▸ **TEXT PROVIDED**:
|---|
Wednesday 21 November 2012

Cold from Hell

I took a break because my brain hurt, my eyes were bugging and my tummy was angry. It all started on Friday when I officially called it break day, a break from watching everything that goes into my mouth, a break from working out. That break turned into a bit of a vacation from the world. My brain wanted to explode from my head, and the only way I knew to calm the monster from within was to take a break from everything.

Friday I ate a little bit of everything, chocolate, chips..it was so glorious to eat whatever. Did I really want it? hard to say, it was more because I had it in my head it was break day so I could eat it. My allowance of eating whatever took to it's true value and I truly ate whatever, my mentality became so "whatever" it carried over to not caring if I worked out or not. I am still questioning if I want to go to the gym at lunch because I'm still recovering from my feeling like crap both mentally and physically. The little voice in my head reminds me I can work out at home. I would really like to workout at home. I would REALLY REALLY like that.
|---|
▸ **GIVEN ENTRIES**:
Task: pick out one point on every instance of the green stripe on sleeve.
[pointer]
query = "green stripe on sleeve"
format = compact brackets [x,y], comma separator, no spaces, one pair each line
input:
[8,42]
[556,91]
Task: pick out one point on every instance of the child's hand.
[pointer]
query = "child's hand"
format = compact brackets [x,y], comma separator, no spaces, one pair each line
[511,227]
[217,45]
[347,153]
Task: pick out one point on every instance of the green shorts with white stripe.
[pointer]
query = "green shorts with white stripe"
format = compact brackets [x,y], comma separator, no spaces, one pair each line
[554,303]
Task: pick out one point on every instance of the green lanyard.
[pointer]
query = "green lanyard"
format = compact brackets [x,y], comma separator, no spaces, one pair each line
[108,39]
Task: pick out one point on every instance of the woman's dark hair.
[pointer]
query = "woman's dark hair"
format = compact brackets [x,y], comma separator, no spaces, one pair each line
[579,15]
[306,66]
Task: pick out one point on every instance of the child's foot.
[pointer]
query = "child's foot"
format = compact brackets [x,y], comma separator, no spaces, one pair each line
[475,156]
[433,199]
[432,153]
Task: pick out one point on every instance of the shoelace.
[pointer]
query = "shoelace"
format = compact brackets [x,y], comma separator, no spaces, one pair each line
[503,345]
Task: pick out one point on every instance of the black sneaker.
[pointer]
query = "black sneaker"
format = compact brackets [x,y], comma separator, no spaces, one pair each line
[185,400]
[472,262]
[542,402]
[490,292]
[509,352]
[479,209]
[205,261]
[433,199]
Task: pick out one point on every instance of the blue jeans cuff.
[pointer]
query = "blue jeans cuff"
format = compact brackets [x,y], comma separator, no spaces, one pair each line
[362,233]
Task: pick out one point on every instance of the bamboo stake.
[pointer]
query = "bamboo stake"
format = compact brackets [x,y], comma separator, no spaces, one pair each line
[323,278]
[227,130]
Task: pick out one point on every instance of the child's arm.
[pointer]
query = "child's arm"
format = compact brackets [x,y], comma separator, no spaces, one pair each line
|---|
▸ **INSTRUCTIONS FOR THE TASK**: Revise the blog post from "I took a break" to "break from everything.", putting "beast" in place of "monster". Rely only on the blog post, not on the data.

▸ **SOLUTION TO THE EXERCISE**:
I took a break because my brain hurt, my eyes were bugging and my tummy was angry. It all started on Friday when I officially called it break day, a break from watching everything that goes into my mouth, a break from working out. That break turned into a bit of a vacation from the world. My brain wanted to explode from my head, and the only way I knew to calm the beast from within was to take a break from everything.